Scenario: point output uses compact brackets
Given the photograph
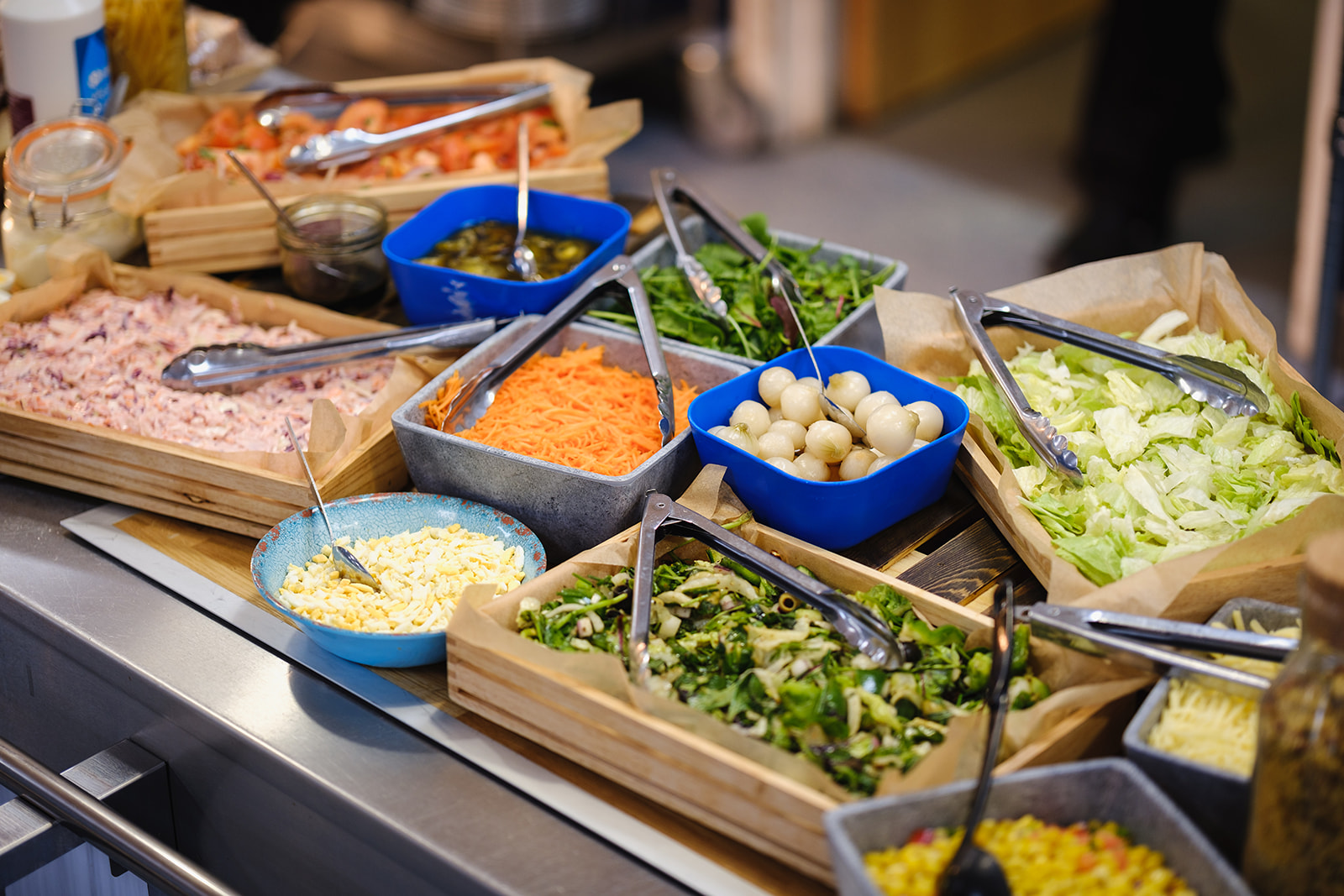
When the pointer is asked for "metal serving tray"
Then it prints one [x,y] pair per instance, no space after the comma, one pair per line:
[1218,801]
[569,510]
[859,329]
[1093,790]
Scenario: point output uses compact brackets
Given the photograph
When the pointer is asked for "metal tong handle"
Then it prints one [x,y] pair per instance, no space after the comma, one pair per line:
[855,622]
[1211,382]
[1035,426]
[239,365]
[327,101]
[664,187]
[1173,633]
[353,144]
[1057,624]
[618,271]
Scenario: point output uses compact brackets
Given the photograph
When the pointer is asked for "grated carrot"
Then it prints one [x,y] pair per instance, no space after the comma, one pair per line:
[573,410]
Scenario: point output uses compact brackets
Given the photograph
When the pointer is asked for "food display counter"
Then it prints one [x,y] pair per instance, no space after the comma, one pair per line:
[712,644]
[280,782]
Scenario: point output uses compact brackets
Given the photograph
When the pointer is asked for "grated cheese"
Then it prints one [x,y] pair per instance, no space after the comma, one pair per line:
[1214,727]
[423,574]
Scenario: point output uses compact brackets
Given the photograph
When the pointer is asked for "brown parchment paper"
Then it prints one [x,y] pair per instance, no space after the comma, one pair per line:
[151,176]
[1120,296]
[77,268]
[494,625]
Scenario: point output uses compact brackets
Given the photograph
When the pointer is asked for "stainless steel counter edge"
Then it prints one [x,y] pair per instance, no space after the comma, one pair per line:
[281,782]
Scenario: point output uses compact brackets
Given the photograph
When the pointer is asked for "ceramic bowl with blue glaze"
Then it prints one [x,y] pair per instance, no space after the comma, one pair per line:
[302,537]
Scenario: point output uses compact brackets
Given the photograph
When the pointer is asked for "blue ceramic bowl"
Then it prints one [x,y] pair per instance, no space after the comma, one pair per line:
[369,516]
[433,295]
[832,515]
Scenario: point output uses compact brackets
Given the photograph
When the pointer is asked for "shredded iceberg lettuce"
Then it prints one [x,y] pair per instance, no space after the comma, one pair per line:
[1163,474]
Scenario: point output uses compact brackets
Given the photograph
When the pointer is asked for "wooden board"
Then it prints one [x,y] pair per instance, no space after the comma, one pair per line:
[1269,580]
[223,558]
[178,479]
[640,765]
[683,770]
[242,235]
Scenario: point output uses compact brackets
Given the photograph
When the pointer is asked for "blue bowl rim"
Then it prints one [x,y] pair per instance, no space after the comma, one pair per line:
[396,255]
[383,637]
[826,349]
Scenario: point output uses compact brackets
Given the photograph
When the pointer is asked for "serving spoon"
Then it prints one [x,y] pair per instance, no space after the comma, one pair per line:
[346,562]
[524,262]
[972,871]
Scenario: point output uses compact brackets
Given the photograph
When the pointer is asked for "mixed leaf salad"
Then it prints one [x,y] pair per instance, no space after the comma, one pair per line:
[730,644]
[754,328]
[1163,474]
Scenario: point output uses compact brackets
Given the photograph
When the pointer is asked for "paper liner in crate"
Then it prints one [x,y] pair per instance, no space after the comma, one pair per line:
[1119,296]
[245,492]
[199,221]
[584,707]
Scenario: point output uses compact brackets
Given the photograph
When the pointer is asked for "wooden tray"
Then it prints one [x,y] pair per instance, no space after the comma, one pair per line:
[178,479]
[1273,579]
[921,544]
[195,222]
[716,786]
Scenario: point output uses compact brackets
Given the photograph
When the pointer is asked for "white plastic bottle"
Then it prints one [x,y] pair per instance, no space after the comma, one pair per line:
[55,60]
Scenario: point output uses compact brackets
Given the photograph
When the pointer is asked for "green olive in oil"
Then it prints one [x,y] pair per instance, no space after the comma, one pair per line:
[487,250]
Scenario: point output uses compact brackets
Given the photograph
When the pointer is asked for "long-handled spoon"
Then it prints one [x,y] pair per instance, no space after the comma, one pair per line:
[346,562]
[523,259]
[972,871]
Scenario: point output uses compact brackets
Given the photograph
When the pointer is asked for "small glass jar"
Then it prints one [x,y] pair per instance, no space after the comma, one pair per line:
[1296,840]
[333,249]
[58,179]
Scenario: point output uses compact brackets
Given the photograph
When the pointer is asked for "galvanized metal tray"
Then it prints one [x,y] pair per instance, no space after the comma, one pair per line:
[1093,790]
[1218,801]
[859,329]
[569,510]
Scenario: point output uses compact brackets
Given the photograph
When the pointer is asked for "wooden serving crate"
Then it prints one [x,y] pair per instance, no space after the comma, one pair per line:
[1124,296]
[515,687]
[242,235]
[194,221]
[179,481]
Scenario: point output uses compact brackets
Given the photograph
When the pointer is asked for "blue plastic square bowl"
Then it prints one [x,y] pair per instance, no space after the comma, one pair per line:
[300,537]
[433,295]
[832,515]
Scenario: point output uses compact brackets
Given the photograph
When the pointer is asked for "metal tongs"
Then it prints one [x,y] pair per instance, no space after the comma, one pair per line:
[477,394]
[234,367]
[667,187]
[855,622]
[326,101]
[353,144]
[1211,382]
[1144,641]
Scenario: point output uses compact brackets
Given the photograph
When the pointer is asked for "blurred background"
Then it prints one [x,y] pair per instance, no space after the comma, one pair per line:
[954,134]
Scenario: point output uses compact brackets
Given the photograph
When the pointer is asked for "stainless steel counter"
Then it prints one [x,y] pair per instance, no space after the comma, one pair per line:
[280,782]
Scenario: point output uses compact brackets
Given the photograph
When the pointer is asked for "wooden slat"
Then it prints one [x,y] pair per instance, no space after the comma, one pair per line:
[132,499]
[965,564]
[884,550]
[671,779]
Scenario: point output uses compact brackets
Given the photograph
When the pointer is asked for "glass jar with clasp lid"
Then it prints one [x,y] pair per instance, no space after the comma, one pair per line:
[331,249]
[58,181]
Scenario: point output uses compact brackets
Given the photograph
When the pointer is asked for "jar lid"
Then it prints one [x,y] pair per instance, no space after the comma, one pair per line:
[64,159]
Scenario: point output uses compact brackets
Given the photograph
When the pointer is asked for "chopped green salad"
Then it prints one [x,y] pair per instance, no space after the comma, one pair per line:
[1163,474]
[730,644]
[753,328]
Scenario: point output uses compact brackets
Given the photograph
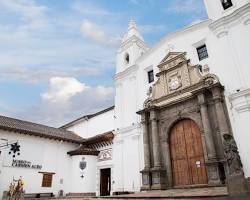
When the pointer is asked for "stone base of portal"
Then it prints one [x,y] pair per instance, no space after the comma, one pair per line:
[237,184]
[146,180]
[158,179]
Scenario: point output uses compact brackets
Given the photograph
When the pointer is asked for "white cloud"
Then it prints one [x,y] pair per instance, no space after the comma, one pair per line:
[61,89]
[152,28]
[28,10]
[35,75]
[87,8]
[97,34]
[186,6]
[67,99]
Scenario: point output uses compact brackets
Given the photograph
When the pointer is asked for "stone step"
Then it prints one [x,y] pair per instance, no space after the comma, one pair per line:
[175,193]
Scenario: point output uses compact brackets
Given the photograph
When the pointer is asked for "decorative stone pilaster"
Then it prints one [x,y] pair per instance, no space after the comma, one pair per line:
[236,181]
[211,162]
[221,118]
[155,140]
[157,172]
[146,177]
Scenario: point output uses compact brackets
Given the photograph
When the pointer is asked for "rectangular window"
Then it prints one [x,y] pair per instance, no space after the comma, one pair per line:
[47,179]
[202,52]
[150,76]
[226,4]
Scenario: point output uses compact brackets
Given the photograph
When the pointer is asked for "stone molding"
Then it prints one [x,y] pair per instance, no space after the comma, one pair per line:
[240,101]
[127,72]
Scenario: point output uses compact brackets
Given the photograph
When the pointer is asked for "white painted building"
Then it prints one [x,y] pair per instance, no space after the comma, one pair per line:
[220,44]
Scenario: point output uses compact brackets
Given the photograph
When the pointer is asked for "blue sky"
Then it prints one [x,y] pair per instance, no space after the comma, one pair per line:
[57,57]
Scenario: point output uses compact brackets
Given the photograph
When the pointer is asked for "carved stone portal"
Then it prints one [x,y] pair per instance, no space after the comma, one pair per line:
[183,93]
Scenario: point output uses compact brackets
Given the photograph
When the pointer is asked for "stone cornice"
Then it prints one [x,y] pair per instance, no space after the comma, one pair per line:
[240,15]
[240,101]
[126,72]
[132,40]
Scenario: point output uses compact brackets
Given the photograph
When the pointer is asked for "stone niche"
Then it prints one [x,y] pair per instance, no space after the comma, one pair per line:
[184,112]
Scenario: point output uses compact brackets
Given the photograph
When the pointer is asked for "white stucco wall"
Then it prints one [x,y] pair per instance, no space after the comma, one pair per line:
[228,45]
[51,154]
[99,124]
[87,184]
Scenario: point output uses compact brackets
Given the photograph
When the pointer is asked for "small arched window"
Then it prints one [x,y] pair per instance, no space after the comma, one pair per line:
[127,58]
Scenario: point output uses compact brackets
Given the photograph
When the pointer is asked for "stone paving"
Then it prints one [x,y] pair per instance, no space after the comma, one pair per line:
[210,193]
[178,193]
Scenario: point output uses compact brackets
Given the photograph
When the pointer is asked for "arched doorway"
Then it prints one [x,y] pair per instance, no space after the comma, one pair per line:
[187,157]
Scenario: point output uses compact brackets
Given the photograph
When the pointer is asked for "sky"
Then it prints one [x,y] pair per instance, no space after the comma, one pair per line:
[57,57]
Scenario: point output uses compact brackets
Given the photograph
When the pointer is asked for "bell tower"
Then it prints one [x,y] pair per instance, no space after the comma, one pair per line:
[221,8]
[131,49]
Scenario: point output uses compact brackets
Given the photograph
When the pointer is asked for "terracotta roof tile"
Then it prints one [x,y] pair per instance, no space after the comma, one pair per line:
[83,150]
[24,127]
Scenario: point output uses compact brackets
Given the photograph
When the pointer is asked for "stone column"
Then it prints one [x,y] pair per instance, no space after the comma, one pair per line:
[221,117]
[145,141]
[146,178]
[211,163]
[236,182]
[155,139]
[158,173]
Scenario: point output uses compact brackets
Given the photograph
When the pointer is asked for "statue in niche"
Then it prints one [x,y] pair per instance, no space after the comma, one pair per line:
[232,155]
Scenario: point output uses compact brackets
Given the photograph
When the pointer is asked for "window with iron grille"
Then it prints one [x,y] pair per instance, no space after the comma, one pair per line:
[226,4]
[150,76]
[47,179]
[202,52]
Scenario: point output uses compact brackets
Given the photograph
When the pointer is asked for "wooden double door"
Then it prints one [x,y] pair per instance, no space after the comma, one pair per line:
[187,157]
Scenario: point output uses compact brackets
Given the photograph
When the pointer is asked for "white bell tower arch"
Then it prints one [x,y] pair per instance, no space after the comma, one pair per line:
[132,47]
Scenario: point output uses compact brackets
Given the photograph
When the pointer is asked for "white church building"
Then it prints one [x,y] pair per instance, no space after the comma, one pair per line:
[181,118]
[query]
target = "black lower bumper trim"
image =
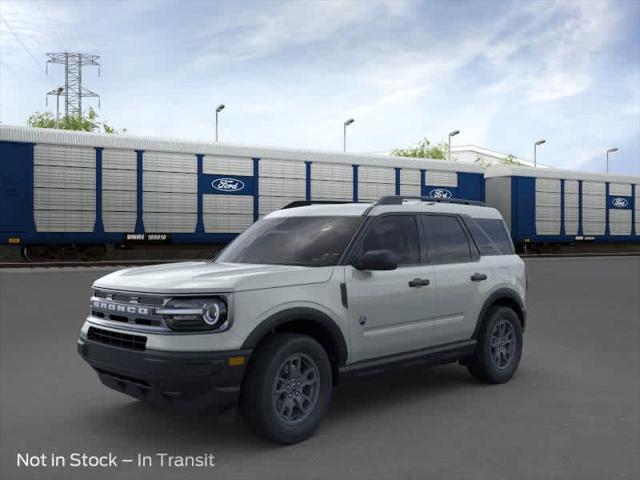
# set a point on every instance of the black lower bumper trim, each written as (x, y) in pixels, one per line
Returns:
(195, 380)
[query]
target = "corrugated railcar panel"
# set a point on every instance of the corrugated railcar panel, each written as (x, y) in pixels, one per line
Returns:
(119, 180)
(385, 175)
(64, 220)
(64, 156)
(414, 190)
(229, 204)
(441, 178)
(227, 165)
(215, 223)
(331, 190)
(271, 204)
(67, 199)
(169, 202)
(282, 169)
(620, 189)
(283, 187)
(409, 176)
(570, 186)
(64, 177)
(547, 227)
(593, 228)
(547, 185)
(373, 191)
(119, 221)
(332, 171)
(170, 182)
(169, 222)
(119, 159)
(169, 162)
(595, 188)
(548, 199)
(119, 201)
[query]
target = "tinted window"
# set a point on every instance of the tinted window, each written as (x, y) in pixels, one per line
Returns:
(490, 235)
(398, 233)
(306, 241)
(446, 239)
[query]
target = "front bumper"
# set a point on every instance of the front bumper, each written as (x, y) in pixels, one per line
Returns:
(194, 380)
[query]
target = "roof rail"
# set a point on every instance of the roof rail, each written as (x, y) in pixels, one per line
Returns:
(398, 199)
(306, 203)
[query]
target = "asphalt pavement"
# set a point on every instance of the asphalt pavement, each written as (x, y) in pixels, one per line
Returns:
(571, 412)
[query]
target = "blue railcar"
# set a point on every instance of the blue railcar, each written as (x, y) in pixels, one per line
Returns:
(551, 206)
(76, 188)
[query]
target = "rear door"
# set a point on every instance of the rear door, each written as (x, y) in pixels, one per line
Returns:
(461, 274)
(391, 311)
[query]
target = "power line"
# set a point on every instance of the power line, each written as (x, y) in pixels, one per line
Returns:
(23, 45)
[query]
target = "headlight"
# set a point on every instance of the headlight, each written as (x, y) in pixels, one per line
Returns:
(195, 314)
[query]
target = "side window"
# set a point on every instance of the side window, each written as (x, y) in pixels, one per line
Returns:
(398, 233)
(446, 239)
(490, 235)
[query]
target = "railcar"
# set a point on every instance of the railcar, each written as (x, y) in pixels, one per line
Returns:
(546, 206)
(63, 190)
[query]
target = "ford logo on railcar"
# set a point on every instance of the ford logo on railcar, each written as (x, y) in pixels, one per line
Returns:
(227, 184)
(619, 202)
(440, 193)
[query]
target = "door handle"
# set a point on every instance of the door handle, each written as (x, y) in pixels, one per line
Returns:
(478, 277)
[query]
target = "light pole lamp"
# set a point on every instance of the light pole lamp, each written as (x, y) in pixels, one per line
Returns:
(611, 150)
(535, 151)
(451, 134)
(344, 133)
(219, 108)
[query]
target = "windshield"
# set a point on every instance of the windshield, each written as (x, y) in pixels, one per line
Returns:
(306, 241)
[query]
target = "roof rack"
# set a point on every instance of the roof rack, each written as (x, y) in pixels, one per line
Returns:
(307, 203)
(398, 199)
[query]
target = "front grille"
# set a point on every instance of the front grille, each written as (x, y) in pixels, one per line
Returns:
(117, 339)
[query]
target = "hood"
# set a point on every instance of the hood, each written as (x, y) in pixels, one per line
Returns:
(207, 277)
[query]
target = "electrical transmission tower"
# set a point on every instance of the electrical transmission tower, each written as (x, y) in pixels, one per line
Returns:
(73, 91)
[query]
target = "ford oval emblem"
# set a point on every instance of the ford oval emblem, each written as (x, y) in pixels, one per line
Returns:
(619, 202)
(228, 184)
(440, 193)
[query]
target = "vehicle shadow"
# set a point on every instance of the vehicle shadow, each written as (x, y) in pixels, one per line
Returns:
(147, 426)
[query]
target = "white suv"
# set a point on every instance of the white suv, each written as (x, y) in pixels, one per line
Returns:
(307, 295)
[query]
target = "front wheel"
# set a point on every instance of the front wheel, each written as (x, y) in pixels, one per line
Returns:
(499, 347)
(287, 390)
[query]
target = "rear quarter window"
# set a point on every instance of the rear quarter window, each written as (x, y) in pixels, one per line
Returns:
(491, 236)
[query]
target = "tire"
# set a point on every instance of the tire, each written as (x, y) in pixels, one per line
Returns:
(287, 388)
(499, 363)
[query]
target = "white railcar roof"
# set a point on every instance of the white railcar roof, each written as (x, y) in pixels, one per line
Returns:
(357, 209)
(515, 171)
(14, 133)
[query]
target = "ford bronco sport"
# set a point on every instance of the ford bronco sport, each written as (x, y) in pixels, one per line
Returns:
(309, 295)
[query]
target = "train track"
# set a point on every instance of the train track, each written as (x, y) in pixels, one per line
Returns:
(137, 263)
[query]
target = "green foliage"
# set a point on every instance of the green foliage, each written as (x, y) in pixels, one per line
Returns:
(424, 149)
(88, 123)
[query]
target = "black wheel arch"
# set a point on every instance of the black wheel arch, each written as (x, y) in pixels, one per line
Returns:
(308, 321)
(505, 297)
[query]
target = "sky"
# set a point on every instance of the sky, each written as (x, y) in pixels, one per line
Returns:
(503, 73)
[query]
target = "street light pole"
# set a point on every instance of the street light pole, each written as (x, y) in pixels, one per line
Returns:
(611, 150)
(219, 108)
(451, 134)
(344, 133)
(535, 147)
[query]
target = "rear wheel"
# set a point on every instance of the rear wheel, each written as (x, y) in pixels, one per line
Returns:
(287, 390)
(499, 347)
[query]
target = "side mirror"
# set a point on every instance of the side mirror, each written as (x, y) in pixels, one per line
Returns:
(377, 260)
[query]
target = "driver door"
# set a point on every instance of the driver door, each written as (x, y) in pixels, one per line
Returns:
(388, 312)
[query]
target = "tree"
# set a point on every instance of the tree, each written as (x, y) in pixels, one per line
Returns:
(424, 149)
(88, 123)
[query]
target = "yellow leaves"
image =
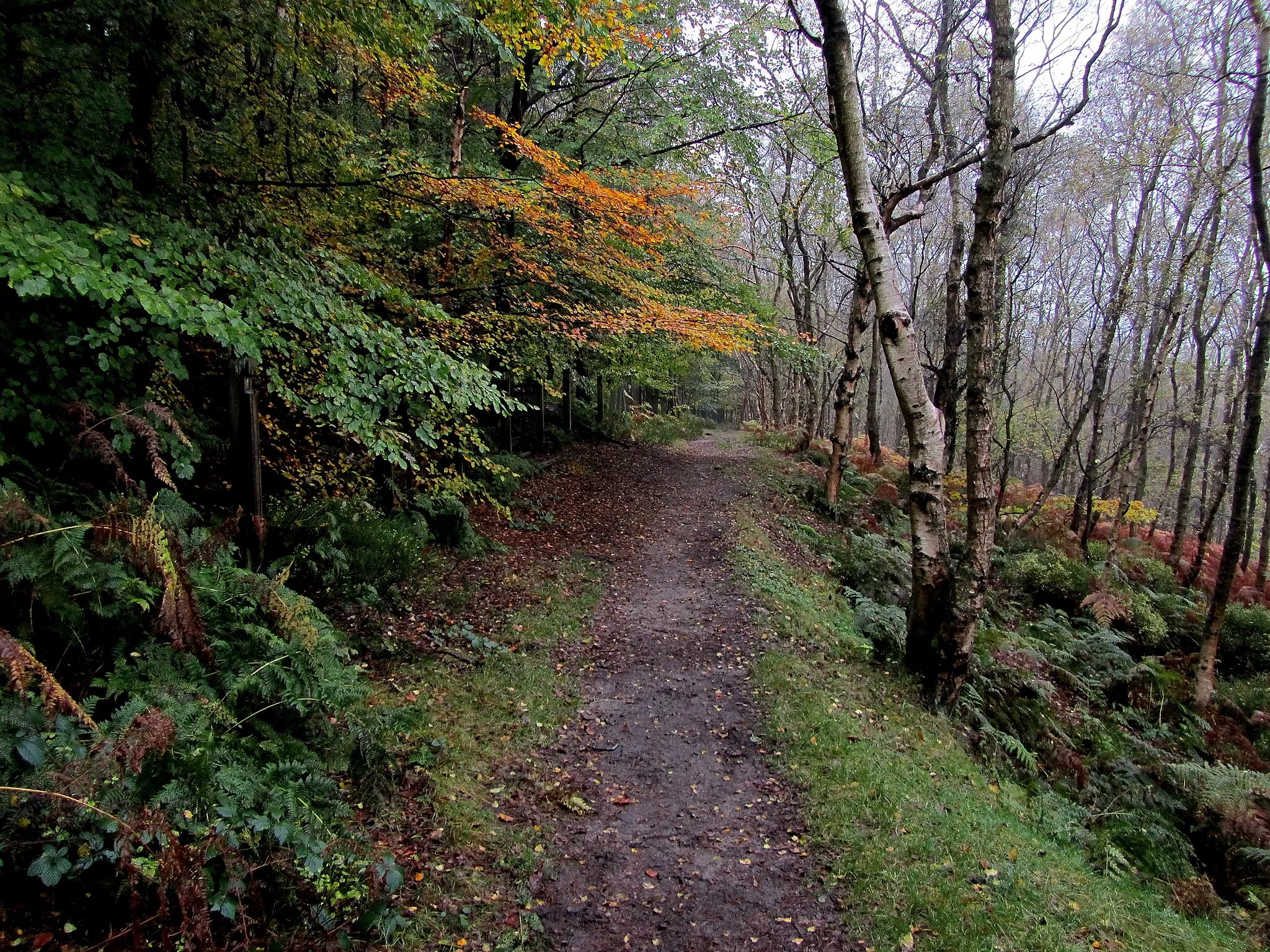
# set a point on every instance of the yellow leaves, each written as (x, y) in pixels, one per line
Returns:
(1140, 514)
(557, 31)
(543, 238)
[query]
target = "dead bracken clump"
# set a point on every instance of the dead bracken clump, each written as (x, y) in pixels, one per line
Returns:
(1194, 896)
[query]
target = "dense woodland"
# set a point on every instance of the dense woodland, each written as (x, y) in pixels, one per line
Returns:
(291, 289)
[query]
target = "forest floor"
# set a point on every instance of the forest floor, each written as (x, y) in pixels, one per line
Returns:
(695, 840)
(685, 744)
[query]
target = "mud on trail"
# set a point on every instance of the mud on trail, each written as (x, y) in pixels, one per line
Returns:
(695, 842)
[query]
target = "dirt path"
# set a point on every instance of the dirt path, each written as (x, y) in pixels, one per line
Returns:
(693, 844)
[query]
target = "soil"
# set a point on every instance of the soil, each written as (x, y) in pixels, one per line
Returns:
(695, 842)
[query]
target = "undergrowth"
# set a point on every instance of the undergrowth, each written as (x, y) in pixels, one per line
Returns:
(470, 826)
(929, 843)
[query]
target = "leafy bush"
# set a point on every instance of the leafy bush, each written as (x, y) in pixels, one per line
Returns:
(1246, 640)
(193, 696)
(1148, 626)
(664, 430)
(1049, 578)
(347, 549)
(886, 627)
(511, 471)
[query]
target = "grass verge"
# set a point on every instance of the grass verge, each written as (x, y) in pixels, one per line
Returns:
(470, 828)
(925, 845)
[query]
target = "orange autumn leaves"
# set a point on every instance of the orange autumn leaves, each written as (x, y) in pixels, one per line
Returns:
(577, 252)
(556, 31)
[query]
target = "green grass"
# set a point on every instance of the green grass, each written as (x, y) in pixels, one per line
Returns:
(915, 831)
(487, 723)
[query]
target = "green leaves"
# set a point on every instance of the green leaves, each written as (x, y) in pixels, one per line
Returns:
(106, 306)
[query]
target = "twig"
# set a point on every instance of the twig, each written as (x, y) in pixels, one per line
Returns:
(69, 798)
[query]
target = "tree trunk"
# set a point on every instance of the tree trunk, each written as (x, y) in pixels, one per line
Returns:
(1158, 347)
(1082, 511)
(1223, 482)
(845, 392)
(1264, 551)
(873, 415)
(1206, 677)
(970, 582)
(928, 604)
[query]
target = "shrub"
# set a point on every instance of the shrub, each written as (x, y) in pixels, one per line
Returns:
(1146, 624)
(886, 627)
(1245, 641)
(195, 697)
(347, 549)
(511, 471)
(1049, 578)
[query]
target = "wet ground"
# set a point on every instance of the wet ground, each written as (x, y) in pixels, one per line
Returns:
(695, 843)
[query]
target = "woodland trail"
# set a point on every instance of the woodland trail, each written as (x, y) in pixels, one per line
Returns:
(693, 842)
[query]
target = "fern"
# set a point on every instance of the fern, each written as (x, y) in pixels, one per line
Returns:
(1105, 607)
(1221, 787)
(1014, 747)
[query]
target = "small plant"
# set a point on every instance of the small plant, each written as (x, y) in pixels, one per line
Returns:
(1049, 578)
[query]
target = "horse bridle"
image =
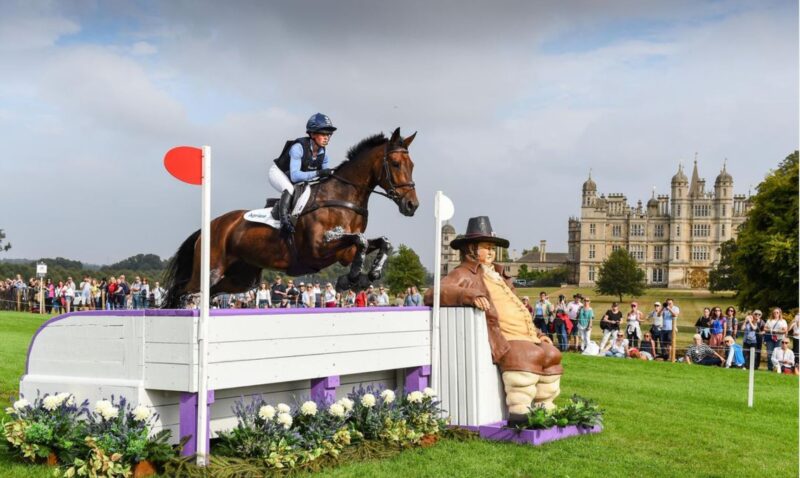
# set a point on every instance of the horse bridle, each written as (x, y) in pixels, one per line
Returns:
(391, 191)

──────────

Instructions for the task: Wherever a line of the entries holds the string "trunk", copy that line.

Worked solution:
target = "tree trunk"
# set a point on every instance of the tree trunk, each written as (x, y) in pixels, one per line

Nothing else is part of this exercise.